GIVEN TASK »
Can you copy every one of the records below line for line, with no changes at all?

MATERIAL SHOWN »
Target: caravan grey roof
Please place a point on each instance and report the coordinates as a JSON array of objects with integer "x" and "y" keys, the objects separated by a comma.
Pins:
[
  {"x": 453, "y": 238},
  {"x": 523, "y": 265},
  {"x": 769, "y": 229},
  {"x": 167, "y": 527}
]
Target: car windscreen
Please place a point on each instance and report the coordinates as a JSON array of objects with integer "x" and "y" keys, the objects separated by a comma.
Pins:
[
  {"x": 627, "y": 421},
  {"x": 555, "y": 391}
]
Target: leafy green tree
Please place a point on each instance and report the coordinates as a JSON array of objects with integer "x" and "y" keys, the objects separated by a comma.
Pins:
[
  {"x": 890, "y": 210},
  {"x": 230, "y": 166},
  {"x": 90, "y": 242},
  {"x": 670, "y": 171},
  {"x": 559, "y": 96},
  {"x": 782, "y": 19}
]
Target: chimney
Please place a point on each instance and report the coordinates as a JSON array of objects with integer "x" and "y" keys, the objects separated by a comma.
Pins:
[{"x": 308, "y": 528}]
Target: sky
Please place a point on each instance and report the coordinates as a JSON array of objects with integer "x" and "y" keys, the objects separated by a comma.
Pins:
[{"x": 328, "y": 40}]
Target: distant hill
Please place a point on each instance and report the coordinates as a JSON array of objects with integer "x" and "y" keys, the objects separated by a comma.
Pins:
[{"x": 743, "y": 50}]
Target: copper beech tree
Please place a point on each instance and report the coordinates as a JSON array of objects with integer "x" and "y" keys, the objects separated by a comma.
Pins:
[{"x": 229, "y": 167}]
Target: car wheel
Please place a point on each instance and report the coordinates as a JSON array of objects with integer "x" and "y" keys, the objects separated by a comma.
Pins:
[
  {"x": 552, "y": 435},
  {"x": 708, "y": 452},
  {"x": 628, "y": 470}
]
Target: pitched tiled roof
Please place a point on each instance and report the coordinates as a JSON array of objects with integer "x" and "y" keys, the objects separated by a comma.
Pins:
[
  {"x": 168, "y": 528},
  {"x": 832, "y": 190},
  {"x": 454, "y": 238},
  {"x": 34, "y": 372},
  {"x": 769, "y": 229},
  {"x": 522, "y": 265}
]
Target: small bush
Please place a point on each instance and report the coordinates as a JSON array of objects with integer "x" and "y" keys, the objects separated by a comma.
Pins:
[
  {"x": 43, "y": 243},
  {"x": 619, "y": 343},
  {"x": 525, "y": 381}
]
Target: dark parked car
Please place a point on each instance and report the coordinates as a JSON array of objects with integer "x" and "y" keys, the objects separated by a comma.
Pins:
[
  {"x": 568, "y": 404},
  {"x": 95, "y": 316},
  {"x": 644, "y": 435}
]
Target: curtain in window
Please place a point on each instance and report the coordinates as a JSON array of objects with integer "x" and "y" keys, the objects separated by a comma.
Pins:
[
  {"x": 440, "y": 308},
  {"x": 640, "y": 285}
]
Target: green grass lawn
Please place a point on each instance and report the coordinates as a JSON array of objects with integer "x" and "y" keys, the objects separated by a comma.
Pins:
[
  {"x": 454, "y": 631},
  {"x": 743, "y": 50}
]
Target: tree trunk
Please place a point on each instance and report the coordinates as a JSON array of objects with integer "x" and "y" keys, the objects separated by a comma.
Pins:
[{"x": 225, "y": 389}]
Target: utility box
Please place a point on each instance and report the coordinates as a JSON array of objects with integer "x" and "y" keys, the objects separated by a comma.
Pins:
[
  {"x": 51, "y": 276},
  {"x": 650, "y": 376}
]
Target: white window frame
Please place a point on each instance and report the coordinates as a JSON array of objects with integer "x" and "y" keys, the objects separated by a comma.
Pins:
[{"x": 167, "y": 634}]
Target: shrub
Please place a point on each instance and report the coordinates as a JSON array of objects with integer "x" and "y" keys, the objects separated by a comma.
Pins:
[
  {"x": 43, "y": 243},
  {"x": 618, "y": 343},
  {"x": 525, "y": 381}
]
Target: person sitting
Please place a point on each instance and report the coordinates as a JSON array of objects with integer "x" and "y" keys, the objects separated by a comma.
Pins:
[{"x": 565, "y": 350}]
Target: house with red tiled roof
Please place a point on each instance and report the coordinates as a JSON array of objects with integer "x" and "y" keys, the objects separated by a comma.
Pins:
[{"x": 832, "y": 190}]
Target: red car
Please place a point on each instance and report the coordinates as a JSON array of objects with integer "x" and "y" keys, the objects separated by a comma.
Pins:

THE REPLY »
Target: caravan grey roof
Please place a point on each instance and report the coordinates as a JSON array of objects with integer "x" and "y" keys, the objects separated by a comma.
Pins:
[
  {"x": 453, "y": 238},
  {"x": 523, "y": 265},
  {"x": 769, "y": 229},
  {"x": 167, "y": 527}
]
Target: car windscreen
Please place a point on each instance and report the coordinates as a JSON array of objects with integer "x" and "y" keys, the objects separated by a comma.
Pins:
[
  {"x": 627, "y": 421},
  {"x": 555, "y": 391}
]
Target: leafy green tree
Please place a point on each instance and report the coordinates as a JSON array of objects with integer "x" and "y" keys, the objects separated by a comma.
Pins:
[
  {"x": 890, "y": 210},
  {"x": 230, "y": 166},
  {"x": 90, "y": 242},
  {"x": 670, "y": 171},
  {"x": 559, "y": 96},
  {"x": 782, "y": 19}
]
Target: chimney
Please place a point on each instance and report the coordinates as a JSON array of objects with integer "x" and "y" keys, the objects separated by a comma.
Pins:
[{"x": 308, "y": 528}]
Target: sky
Please place a point on each instance and report the coordinates as a JSON array of objects with integer "x" and "y" keys, the objects separated by a comma.
Pins:
[{"x": 328, "y": 40}]
Target: distant hill
Please place a point on each instance and report the coordinates as a JSON array of objects with integer "x" and "y" keys, the objects separated by a comma.
Pins:
[{"x": 743, "y": 50}]
Target: copper beech tree
Please place a point on each instance and report the coordinates as a JSON array of objects with integer "x" and "y" keys, the objects separated by a comma.
Pins:
[{"x": 229, "y": 167}]
Target: car wheel
Please place a point on each instance and report the coordinates as a JSON array of objects with integer "x" and "y" keys, the objects separated by a comma.
Pins:
[
  {"x": 552, "y": 435},
  {"x": 708, "y": 452},
  {"x": 628, "y": 470}
]
Target: pitched tiled roof
Please place a point on each instance and report the coordinates as a JSON array of objects with integer "x" and "y" keys, the objects separated by a comma.
Pins:
[
  {"x": 168, "y": 528},
  {"x": 832, "y": 190},
  {"x": 454, "y": 238},
  {"x": 34, "y": 372},
  {"x": 769, "y": 229},
  {"x": 522, "y": 265}
]
Target: small bush
Please place a point on each instance and report the coordinates as a JSON array of objects with integer "x" and "y" keys, the objects separated by a comma.
Pins:
[
  {"x": 43, "y": 243},
  {"x": 619, "y": 343},
  {"x": 525, "y": 381}
]
Target: dark parked car
Please place a point on each instance and report the coordinates as a JSON array of objects with integer "x" and "y" keys, the objects separated by a comma.
Pins:
[
  {"x": 568, "y": 404},
  {"x": 95, "y": 316},
  {"x": 644, "y": 435}
]
Target: curtain in window
Please place a point on each instance and report the coordinates as a JSON array of objects with integer "x" and "y" keys, the objects separated by a comma.
Pins:
[
  {"x": 440, "y": 308},
  {"x": 640, "y": 285}
]
Target: green grass lawn
Please place a point on each instance and report the coordinates as a JSON array of objects with integer "x" and "y" keys, the objects separated by a comma.
Pins:
[
  {"x": 454, "y": 631},
  {"x": 743, "y": 50}
]
Target: tree trunk
Please place a point on each instance and report the coordinates as a JSON array of objects with integer "x" and "y" keys, the objects separated by a comma.
Pins:
[{"x": 225, "y": 389}]
Target: utility box
Please place a point on each instance and report the coordinates as a JSON array of objects with integer "x" and "y" keys, the objects separated by a comma.
Pins:
[
  {"x": 51, "y": 276},
  {"x": 650, "y": 376}
]
Target: white window frame
Please place a point on each instance and report the coordinates as a JSON array of objects with integer "x" and "y" keys, the objects separated by a comma.
Pins:
[{"x": 167, "y": 634}]
Target: shrub
Please place a point on each instance and report the coordinates as a JSON array of objects with integer "x" and "y" keys, the objects separated by a comma.
Pins:
[
  {"x": 43, "y": 243},
  {"x": 618, "y": 343},
  {"x": 525, "y": 381}
]
Target: person sitting
Please place a point on each instance and report the coordinates as a JSON array of objects with integer "x" and "y" keys, the objects separated by a comma.
Pins:
[{"x": 565, "y": 350}]
Target: house with red tiled roof
Please place a point on each instance and report the coordinates as a JSON array of objects with integer "x" and "y" keys, the objects separated by a comma.
Pins:
[{"x": 832, "y": 190}]
Target: red car
Please place a point on each instance and report the coordinates as a JSON array of objects with integer "x" and "y" keys, the objects separated by a comma.
Pins:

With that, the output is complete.